— START OF Data records —

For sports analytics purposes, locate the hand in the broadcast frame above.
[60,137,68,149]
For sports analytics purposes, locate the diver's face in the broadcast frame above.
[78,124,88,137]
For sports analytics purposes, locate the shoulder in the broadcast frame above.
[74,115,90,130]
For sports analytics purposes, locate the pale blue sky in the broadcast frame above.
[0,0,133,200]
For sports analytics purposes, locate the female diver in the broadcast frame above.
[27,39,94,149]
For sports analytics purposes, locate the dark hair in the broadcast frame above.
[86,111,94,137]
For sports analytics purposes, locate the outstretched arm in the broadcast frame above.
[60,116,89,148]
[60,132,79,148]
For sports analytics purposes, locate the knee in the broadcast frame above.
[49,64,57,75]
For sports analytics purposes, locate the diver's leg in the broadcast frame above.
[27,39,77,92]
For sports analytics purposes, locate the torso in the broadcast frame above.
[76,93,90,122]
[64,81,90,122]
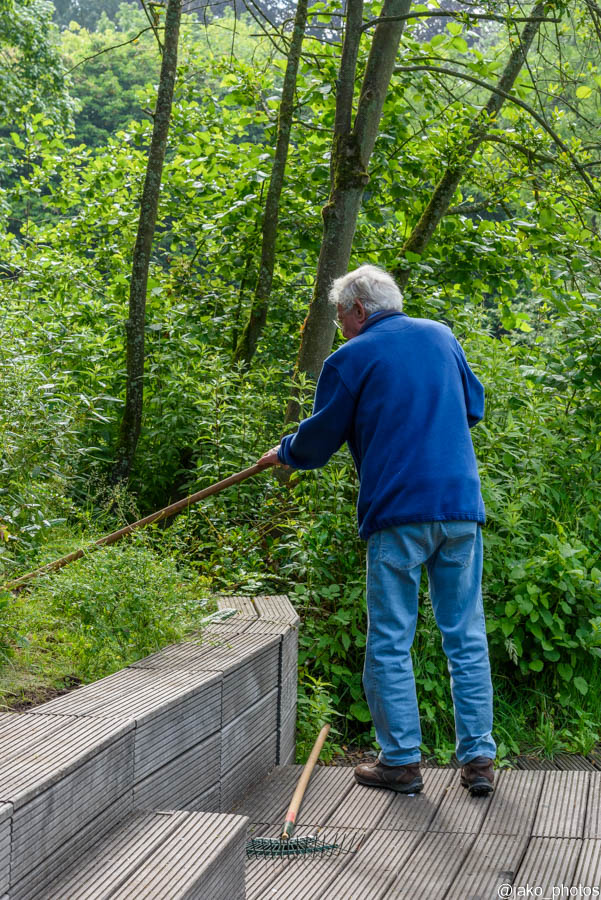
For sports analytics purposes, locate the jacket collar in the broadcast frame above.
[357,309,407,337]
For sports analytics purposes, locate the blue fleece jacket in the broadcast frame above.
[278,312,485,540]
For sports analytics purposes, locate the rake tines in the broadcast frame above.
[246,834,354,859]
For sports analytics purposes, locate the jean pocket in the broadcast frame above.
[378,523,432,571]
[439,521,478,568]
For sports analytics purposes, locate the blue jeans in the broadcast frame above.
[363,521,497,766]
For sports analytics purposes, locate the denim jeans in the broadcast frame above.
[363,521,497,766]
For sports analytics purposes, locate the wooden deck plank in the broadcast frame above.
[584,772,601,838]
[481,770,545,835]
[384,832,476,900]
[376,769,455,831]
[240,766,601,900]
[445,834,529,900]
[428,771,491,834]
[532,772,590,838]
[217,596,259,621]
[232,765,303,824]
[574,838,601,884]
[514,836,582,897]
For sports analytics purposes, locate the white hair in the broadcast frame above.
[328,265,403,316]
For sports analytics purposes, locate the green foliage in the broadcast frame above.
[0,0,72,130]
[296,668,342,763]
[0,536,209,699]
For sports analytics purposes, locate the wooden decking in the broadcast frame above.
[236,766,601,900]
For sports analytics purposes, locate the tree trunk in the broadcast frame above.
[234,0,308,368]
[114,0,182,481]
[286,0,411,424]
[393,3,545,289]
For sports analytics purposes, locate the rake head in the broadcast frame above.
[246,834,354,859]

— END OF Data records —

Requirement: Give the rows between the one containing "For sports analytics purposes, locate the diver's face" and the one containing "[60,132,79,148]", inclusive, as a numbered list, leaving out any blank lines.

Solution to the problem:
1. For sports analytics purposes, locate the diver's face in the broadcast frame above.
2. [78,124,88,137]
3. For sports analytics purposes, locate the shoulder in the broadcast frame above.
4. [74,115,90,130]
5. For sports analytics purposes, locate the pale blue sky in the broadcast frame above.
6. [0,0,133,200]
7. For sports analytics purposes, locate the female diver in the broadcast frame above.
8. [27,39,94,149]
9. For sports analytics purposes, locate the dark hair in the broadcast frame above.
10. [86,111,94,137]
11. For sports analytics purposes, locate the outstretched arm in the broadcast frame above.
12. [60,116,89,148]
13. [60,132,79,148]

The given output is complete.